### Source passage
━━━━━━

The advantage of piecemeal immigration reform is it gives Republicans no cover in dealing with the issues that anger Latinos. It forces them to face up squarely to issues like deportation and amnesty.
It’s a vexing question, but I am siding more now with accepting the piecemeal approach, mostly due to the disappointment over the last comprehensive proposal that GWB (who is still by far the most progressive President regarding immigration, ever, even if Pres. Obama is a close second) pushed. The hold up there was a temporary work permit and the Democrats in congress refused to support the bill because of it, losing a decade in the process. In retrospect, it would have been much better to get a foot in the door and fix the injustices later from a better organizing standpoint than trying to parse a strategy game of keeping coalitions together.
Once skilled workers are let in, it will be only a matter of time before the mostly GOP employers of less skilled immigrant labor in agriculture, food, etc. push for the same benefits.
The problem is not that the US doesn’t have produce enough STEM students, and needs to import more.
It’s that we produce too many lawyers and MBAs and need to EXPORT more.
To China, Antarctica, Easter Island, it doesn’t really matter where.
This is a pernicious myth propogated by tech companies used to justify suppressing wages by expanding H-1B even while thousands of American tech workers are unemployed because of the downturn.
Plus sneering at the kids for being lazy and playing video games is just so Boomer.
And not the fun kind.
How many people have gone into math of computing fields because of video games?
This grumpy old Texan could reluctantly stand hitched for the sort of selective admissions you mention. I doubt if garden-variety Mexican-American politicos or the catholic hierarchy would be supportive. They want numbers, constituents and parishioners and seem to me to have little regard for U.S. laws.
I have given up my knee-jerk objection to the Mexican invasion. Santa Ana is getting his revenge. What the general failed to achieve by fighting his decendents are accomplishing by fucking. I do wish that the newcomers showed more interest in becoming Americans rather than just residents. And I wish the best and brightest would stay home and work to salvage their own benighted country.

━━━━━━

### Excerpted records

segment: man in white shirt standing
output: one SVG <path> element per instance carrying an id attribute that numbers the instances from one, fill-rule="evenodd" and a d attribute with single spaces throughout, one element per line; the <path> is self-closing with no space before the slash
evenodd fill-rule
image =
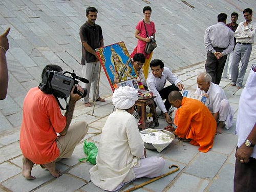
<path id="1" fill-rule="evenodd" d="M 146 57 L 143 54 L 136 53 L 133 56 L 133 65 L 138 73 L 138 75 L 139 76 L 140 80 L 143 84 L 145 89 L 147 89 L 146 78 L 144 75 L 143 70 L 142 69 L 142 67 L 143 67 L 145 60 Z"/>
<path id="2" fill-rule="evenodd" d="M 167 68 L 164 67 L 164 63 L 160 59 L 154 59 L 150 63 L 151 72 L 148 74 L 146 83 L 148 90 L 154 93 L 157 97 L 154 100 L 157 106 L 165 115 L 165 120 L 168 123 L 172 123 L 172 120 L 168 111 L 172 104 L 168 100 L 168 96 L 173 91 L 180 91 L 184 89 L 181 81 Z M 170 82 L 171 86 L 164 88 L 166 81 Z M 166 99 L 163 102 L 163 99 Z"/>
<path id="3" fill-rule="evenodd" d="M 218 23 L 208 27 L 204 34 L 204 46 L 208 50 L 205 70 L 212 78 L 214 83 L 221 81 L 227 54 L 234 47 L 234 32 L 225 25 L 226 14 L 218 15 Z"/>
<path id="4" fill-rule="evenodd" d="M 249 75 L 239 100 L 236 133 L 234 192 L 256 191 L 256 65 Z"/>
<path id="5" fill-rule="evenodd" d="M 234 48 L 232 62 L 231 86 L 237 86 L 238 89 L 242 88 L 248 63 L 251 53 L 251 44 L 254 42 L 253 38 L 256 30 L 256 24 L 251 20 L 252 10 L 245 9 L 243 11 L 245 21 L 240 23 L 234 32 L 237 38 L 237 45 Z M 242 66 L 239 72 L 238 65 L 240 60 Z"/>
<path id="6" fill-rule="evenodd" d="M 224 90 L 211 81 L 211 77 L 206 73 L 200 73 L 197 78 L 198 87 L 196 93 L 208 98 L 208 109 L 217 122 L 217 134 L 228 129 L 233 124 L 233 110 L 226 97 Z"/>

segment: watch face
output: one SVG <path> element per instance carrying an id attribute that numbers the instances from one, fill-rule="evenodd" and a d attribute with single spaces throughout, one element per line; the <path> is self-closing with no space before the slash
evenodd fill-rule
<path id="1" fill-rule="evenodd" d="M 246 139 L 244 142 L 244 144 L 245 144 L 245 145 L 246 145 L 247 146 L 250 146 L 251 145 L 251 142 L 248 139 Z"/>

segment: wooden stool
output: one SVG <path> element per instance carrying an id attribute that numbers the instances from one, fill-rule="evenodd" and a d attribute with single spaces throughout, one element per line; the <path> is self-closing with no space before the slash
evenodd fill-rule
<path id="1" fill-rule="evenodd" d="M 135 102 L 135 105 L 139 106 L 141 108 L 141 120 L 142 123 L 141 124 L 141 128 L 142 130 L 145 129 L 146 123 L 146 106 L 148 105 L 150 108 L 150 112 L 152 113 L 153 116 L 153 121 L 152 123 L 155 123 L 155 126 L 159 126 L 158 119 L 157 119 L 157 112 L 156 111 L 156 105 L 154 102 L 154 98 L 156 96 L 153 96 L 153 97 L 148 99 L 139 99 Z"/>

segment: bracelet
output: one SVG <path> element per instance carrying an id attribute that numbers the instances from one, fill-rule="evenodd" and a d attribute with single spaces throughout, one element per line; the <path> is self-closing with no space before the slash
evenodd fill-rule
<path id="1" fill-rule="evenodd" d="M 3 46 L 0 46 L 0 48 L 1 49 L 3 49 L 3 50 L 4 50 L 4 51 L 5 52 L 5 53 L 6 53 L 6 50 L 5 50 L 5 48 L 3 47 Z"/>

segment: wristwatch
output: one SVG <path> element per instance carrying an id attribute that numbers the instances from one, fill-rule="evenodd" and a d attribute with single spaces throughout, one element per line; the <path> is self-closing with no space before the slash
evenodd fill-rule
<path id="1" fill-rule="evenodd" d="M 248 147 L 253 147 L 255 146 L 255 144 L 252 144 L 251 142 L 250 141 L 250 140 L 248 139 L 246 139 L 245 141 L 244 142 L 244 144 L 245 145 Z"/>

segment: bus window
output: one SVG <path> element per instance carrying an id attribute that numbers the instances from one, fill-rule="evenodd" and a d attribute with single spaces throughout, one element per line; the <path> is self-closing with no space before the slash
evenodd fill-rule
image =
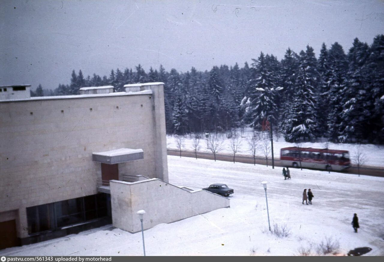
<path id="1" fill-rule="evenodd" d="M 343 153 L 341 156 L 341 159 L 343 161 L 348 161 L 349 160 L 349 154 L 348 153 Z"/>

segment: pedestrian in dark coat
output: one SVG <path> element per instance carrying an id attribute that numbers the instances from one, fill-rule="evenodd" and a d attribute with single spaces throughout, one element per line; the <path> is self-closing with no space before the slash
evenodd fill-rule
<path id="1" fill-rule="evenodd" d="M 352 226 L 353 227 L 353 229 L 355 230 L 355 233 L 358 232 L 358 229 L 360 227 L 359 226 L 359 218 L 358 217 L 358 215 L 355 213 L 353 214 L 353 218 L 352 219 Z"/>
<path id="2" fill-rule="evenodd" d="M 313 194 L 311 191 L 311 189 L 308 189 L 308 202 L 312 204 L 312 199 L 313 198 Z"/>
<path id="3" fill-rule="evenodd" d="M 303 205 L 304 204 L 304 200 L 305 201 L 305 203 L 308 205 L 308 202 L 307 202 L 307 200 L 308 199 L 308 197 L 307 196 L 307 189 L 304 189 L 304 191 L 303 192 Z"/>
<path id="4" fill-rule="evenodd" d="M 283 175 L 284 176 L 284 180 L 287 179 L 287 171 L 285 171 L 285 168 L 283 168 Z"/>

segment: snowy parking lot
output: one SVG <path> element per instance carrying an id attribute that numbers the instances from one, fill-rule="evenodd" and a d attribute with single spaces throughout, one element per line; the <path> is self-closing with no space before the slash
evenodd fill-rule
<path id="1" fill-rule="evenodd" d="M 300 255 L 304 250 L 315 255 L 326 239 L 339 244 L 339 255 L 364 247 L 372 249 L 365 255 L 384 255 L 383 178 L 291 169 L 292 179 L 285 181 L 280 167 L 173 156 L 168 161 L 171 184 L 199 189 L 223 183 L 235 193 L 229 208 L 146 230 L 147 255 Z M 286 237 L 269 232 L 264 181 L 271 227 L 285 227 Z M 302 204 L 305 188 L 313 192 L 311 205 Z M 141 255 L 141 234 L 107 226 L 0 254 Z"/>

━━━━━━

### Explore the material
(a) Answer these questions from the immigration discussion:
(i) What provision caused Democrats in Congress to refuse support for the last comprehensive proposal that GWB pushed?
(ii) Whom does the "grumpy old Texan" doubt would support selective admissions?
(iii) Of which two groups does one commenter say the US produces too many?
(b) Write a continuation of the immigration discussion, starting after its final sentence.
The records are not needed for the work on the immigration discussion.

### Numbered answers
(a)
(i) A temporary work permit.
(ii) Garden-variety Mexican-American politicos and the catholic hierarchy.
(iii) Lawyers and MBAs.

(b)
I’m sure the residents of San Antonio del Bexar wished that Davy Crockett and the boys would show more interest in becoming Mexicans and learning Spanish.
must be to go big on this issue with the idea that immigration reform to Hispanics may be to African Americans what Civil Rights Reform is.
The GOP is not going to want to fight this issue.
Hit them hard: this part of the base has every right to expect nothing less.
Not sure if piecemeal is the way to go or not, but I will say “no” if they say, “Secure the border bill first, then your bills.”
Either way, there is a lot of outright hostility to immigration on the progressive side due to non-existent wage pressure that only exists in high unemployment situations, and it kind of saddens me. Want to fix SS? Screw raising the cap, we need a younger workforce and for the boomers to retire. If anything, higher immigration and a lower retirement age is the way to go to both increasing wages and ensuring we don’t need to cut Social Security.
Then again, unlike my fake-free-trade Republicans, I actually believe in free-trade all of the way. That means taxing negative externalities like CO2 with a carbon tax, having true free movement of labor with lax immigration policies, and true free trade that doesn’t involve favoring one industry over the other like NAFTA or other free trade agreements do. Also, as Dean Baker suggests, want premium support? Fine. Allow people to travel to other countries to get medical care on the US’ credit card.
I say do it all at once, get 11 million people out of the shadows and into the workforce and on the tax roll. The Latino community expecting true reform, not one piece at a time.